[A block of data]
::::::::::

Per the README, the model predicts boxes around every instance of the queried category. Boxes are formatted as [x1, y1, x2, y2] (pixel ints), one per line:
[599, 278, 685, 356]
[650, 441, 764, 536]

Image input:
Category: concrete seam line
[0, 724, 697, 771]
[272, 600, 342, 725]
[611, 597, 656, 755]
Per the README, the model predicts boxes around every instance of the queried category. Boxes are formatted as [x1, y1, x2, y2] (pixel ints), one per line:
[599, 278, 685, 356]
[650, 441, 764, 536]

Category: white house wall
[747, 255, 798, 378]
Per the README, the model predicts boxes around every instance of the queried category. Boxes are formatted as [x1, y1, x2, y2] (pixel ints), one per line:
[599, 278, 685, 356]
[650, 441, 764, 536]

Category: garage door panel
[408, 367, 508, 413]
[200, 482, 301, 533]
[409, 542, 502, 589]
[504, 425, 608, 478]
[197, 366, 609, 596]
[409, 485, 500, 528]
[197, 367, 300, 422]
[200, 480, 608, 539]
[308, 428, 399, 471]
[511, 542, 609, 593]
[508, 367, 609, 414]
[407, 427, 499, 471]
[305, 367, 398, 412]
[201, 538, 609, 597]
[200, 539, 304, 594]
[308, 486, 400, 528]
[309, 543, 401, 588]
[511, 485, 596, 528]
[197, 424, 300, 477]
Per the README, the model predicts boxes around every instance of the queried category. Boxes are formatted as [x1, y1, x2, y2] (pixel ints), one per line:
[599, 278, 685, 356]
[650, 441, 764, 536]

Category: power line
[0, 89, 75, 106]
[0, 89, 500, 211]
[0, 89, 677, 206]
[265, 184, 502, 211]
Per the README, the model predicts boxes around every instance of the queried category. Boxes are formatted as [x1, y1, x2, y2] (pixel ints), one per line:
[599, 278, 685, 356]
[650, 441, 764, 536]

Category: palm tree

::::::::::

Problem requirements — Reproduce every line of the records above word for word, leaving nothing out and changing nothing.

Exercise result —
Per the README, the model predicts boxes around every instance of the queried category. Boxes are formatted as [x1, y1, x2, y2] (pixel ints), one per line:
[599, 278, 685, 356]
[650, 441, 764, 536]

Image input:
Category: concrete seam line
[0, 724, 697, 771]
[272, 600, 342, 725]
[611, 597, 656, 755]
Per the README, the model predicts boxes around every instance of the queried category. Boxes are formatted as [x1, y1, x2, y2] (pixel ints), one per line:
[599, 278, 685, 356]
[650, 441, 764, 536]

Category: white house wall
[747, 255, 798, 378]
Per the README, the model predicts boxes around every instance of the queried category. Boxes are formatted as [x1, y1, x2, y2] (pixel ints), one per line:
[599, 278, 685, 356]
[650, 441, 764, 536]

Category: garage door panel
[408, 367, 508, 413]
[200, 482, 301, 533]
[409, 542, 502, 589]
[504, 425, 608, 478]
[197, 366, 609, 596]
[409, 485, 500, 528]
[197, 367, 300, 422]
[200, 480, 608, 539]
[308, 428, 399, 471]
[511, 542, 609, 593]
[508, 367, 609, 414]
[407, 427, 499, 471]
[305, 367, 398, 412]
[201, 538, 609, 597]
[200, 539, 304, 594]
[308, 486, 400, 528]
[309, 543, 401, 588]
[511, 485, 596, 528]
[197, 424, 300, 477]
Per the README, the model predicts boxes around every instance of the queried category. Boxes are formatted as [x1, y1, x2, y2] (pixel ints), one per line:
[599, 278, 685, 356]
[650, 441, 764, 536]

Category: power line
[0, 89, 75, 106]
[0, 89, 500, 211]
[0, 89, 677, 206]
[265, 184, 502, 211]
Per the README, the model predicts boxes around every instance of the queried category. Boxes are formatted as [x1, y1, x2, y2] (pixel ints), one per line:
[599, 278, 685, 356]
[650, 441, 764, 536]

Category: palm tree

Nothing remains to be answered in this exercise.